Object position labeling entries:
(begin)
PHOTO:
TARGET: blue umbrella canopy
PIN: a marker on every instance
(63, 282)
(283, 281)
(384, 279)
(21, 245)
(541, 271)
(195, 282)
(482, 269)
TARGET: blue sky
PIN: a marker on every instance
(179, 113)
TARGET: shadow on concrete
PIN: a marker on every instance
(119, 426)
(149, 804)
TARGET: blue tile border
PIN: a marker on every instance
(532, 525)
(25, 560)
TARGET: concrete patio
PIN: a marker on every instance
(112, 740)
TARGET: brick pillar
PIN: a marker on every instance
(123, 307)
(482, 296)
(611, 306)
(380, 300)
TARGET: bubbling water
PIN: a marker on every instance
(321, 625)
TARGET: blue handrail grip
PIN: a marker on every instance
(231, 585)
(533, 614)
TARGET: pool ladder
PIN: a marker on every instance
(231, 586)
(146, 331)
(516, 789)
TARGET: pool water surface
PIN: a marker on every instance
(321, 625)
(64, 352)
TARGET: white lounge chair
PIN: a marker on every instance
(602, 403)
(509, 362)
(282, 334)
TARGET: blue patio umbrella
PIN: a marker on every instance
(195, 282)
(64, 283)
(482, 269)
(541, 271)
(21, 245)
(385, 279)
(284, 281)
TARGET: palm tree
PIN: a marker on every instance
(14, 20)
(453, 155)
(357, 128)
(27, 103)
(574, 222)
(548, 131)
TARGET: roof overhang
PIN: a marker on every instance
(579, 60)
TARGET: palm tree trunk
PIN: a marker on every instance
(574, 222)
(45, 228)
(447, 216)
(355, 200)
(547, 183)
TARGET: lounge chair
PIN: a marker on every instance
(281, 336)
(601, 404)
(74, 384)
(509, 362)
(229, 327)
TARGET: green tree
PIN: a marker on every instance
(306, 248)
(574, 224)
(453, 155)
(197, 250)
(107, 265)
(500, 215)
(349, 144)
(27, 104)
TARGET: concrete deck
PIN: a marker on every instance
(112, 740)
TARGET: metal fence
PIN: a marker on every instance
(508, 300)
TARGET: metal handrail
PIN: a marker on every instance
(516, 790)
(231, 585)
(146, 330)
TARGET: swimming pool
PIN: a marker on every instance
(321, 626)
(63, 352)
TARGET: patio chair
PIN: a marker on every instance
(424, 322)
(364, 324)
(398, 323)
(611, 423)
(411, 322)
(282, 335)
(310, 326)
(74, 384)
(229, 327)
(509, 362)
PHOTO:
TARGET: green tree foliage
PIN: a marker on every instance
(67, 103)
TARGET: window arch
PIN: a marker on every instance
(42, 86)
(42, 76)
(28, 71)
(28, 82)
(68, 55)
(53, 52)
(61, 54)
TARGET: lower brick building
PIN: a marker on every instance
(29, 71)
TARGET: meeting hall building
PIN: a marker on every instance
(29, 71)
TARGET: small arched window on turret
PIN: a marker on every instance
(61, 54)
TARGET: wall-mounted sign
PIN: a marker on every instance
(end)
Set task |
Rescale every coordinate in the answer points by 2.1, rounding to whole numbers with halves rounded up. Give only the lines from the one containing "TARGET: brick pillar" through the end of the listing, inclusive, and reproduce every other line in that span unchanged.

Final result |
TARGET: brick pillar
PIN: a marker on every instance
(258, 645)
(1012, 622)
(1283, 643)
(798, 630)
TARGET: bubbling water
PIN: a marker on every instance
(674, 1313)
TARGET: blue handrail grip
PIN: a marker on every instance
(485, 1229)
(1119, 1289)
TARGET: pool ladder
PIN: a marker on every instance
(485, 1231)
(307, 695)
(1084, 1657)
TARGET: pool water surface
PIN: a marker on every instance
(674, 1313)
(134, 739)
TARGET: white lounge chair
PIN: a marker on every instance
(1264, 846)
(1069, 760)
(592, 701)
TARGET: blue patio umbrella
PIN: a marker on every instance
(410, 592)
(134, 594)
(1012, 565)
(1136, 569)
(44, 515)
(809, 586)
(596, 590)
TARGET: palm tree
PIN: a marker on every instance
(29, 42)
(951, 326)
(750, 269)
(57, 216)
(1205, 466)
(1151, 275)
TARGET: roof overhang
PIN: a marker on every instance
(1216, 126)
TARGET: palm tree trunk
PIN: a marker on every instance
(1205, 466)
(95, 479)
(939, 454)
(746, 420)
(1149, 384)
TARGET: lounge chair
PIN: a marker on every instance
(590, 706)
(1262, 848)
(155, 806)
(1069, 760)
(481, 687)
TARGET: green tree
PIN: a marker on every instance
(643, 521)
(1205, 470)
(951, 326)
(414, 525)
(225, 557)
(1050, 452)
(733, 302)
(57, 218)
TARGET: concrete deck
PIN: a marker on every instance
(235, 1554)
TARGET: metal fence
PIN: a marker on every instance
(1067, 630)
TARGET: metal handrail
PIN: a marker on every instance
(1084, 1659)
(485, 1229)
(307, 693)
TARGET: swimming pool
PIN: a marker on every instance
(674, 1315)
(132, 739)
TARGET: patio chair
PIN: a marker on every instance
(890, 676)
(764, 680)
(836, 678)
(1283, 888)
(863, 676)
(592, 704)
(651, 685)
(155, 806)
(481, 687)
(1069, 760)
PHOTO:
TARGET: green tree foliage
PIN: a marker on every instance
(141, 216)
TARGET: window arch
PIN: a marker on every instance
(88, 181)
(88, 160)
(59, 149)
(59, 172)
(143, 116)
(111, 109)
(128, 113)
TARGET: lower brick building
PIN: a marker on every instance
(61, 149)
TARGET: meeting hall building
PIN: a marker on every instance
(61, 149)
TARGET: small arched window on turret
PIN: a marker on every instance
(128, 113)
TARGET: wall-mounted sign
PIN: a marker on every instance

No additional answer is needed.